| Your goal |
Only reproduce the lines from the line containing "box: [99, 172, 159, 185]" onward, exactly, through the final line of the data below.

Dataset records

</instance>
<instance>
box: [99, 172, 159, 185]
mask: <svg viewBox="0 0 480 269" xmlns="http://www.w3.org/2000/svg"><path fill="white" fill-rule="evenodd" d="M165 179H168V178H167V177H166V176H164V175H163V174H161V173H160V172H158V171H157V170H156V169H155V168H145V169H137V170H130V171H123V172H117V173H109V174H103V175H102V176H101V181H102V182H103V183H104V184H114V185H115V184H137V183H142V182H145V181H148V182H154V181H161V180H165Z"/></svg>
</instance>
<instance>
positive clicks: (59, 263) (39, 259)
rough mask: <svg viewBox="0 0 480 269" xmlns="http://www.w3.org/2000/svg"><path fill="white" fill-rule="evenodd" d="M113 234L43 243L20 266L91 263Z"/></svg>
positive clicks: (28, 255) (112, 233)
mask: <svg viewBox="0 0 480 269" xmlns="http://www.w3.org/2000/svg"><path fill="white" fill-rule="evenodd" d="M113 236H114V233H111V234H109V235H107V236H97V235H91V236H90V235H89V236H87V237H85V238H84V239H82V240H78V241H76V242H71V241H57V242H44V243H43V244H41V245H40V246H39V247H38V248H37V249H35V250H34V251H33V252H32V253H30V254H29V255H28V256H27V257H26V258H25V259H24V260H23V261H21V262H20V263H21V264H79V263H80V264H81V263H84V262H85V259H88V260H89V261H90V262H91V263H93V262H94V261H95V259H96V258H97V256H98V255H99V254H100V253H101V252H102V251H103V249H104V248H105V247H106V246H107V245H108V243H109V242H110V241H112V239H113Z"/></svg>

| Solution to this task |
box: [99, 172, 159, 185]
mask: <svg viewBox="0 0 480 269" xmlns="http://www.w3.org/2000/svg"><path fill="white" fill-rule="evenodd" d="M165 179H168V178H167V177H166V176H164V175H163V174H161V173H160V172H158V171H157V170H156V169H155V168H145V169H137V170H130V171H123V172H117V173H109V174H103V175H102V176H101V181H102V182H103V183H104V184H114V185H115V184H137V183H142V182H145V181H148V182H154V181H161V180H165Z"/></svg>
</instance>
<instance>
positive clicks: (59, 263) (39, 259)
rough mask: <svg viewBox="0 0 480 269" xmlns="http://www.w3.org/2000/svg"><path fill="white" fill-rule="evenodd" d="M113 234L43 243L20 266L91 263Z"/></svg>
positive clicks: (28, 255) (112, 233)
mask: <svg viewBox="0 0 480 269" xmlns="http://www.w3.org/2000/svg"><path fill="white" fill-rule="evenodd" d="M113 236H114V233H111V234H109V235H107V236H97V235H91V236H90V235H89V236H87V237H85V238H84V239H82V240H78V241H76V242H71V241H57V242H44V243H43V244H41V245H40V246H39V247H38V248H37V249H35V250H34V251H33V252H32V253H30V254H29V255H28V256H27V257H26V258H25V259H24V260H23V261H21V262H20V263H21V264H79V263H80V264H81V263H84V262H85V259H88V260H89V261H90V262H91V263H93V262H94V261H95V259H96V258H97V256H98V255H99V254H100V253H101V252H102V251H103V249H104V248H105V247H106V246H107V245H108V243H109V242H110V241H112V239H113Z"/></svg>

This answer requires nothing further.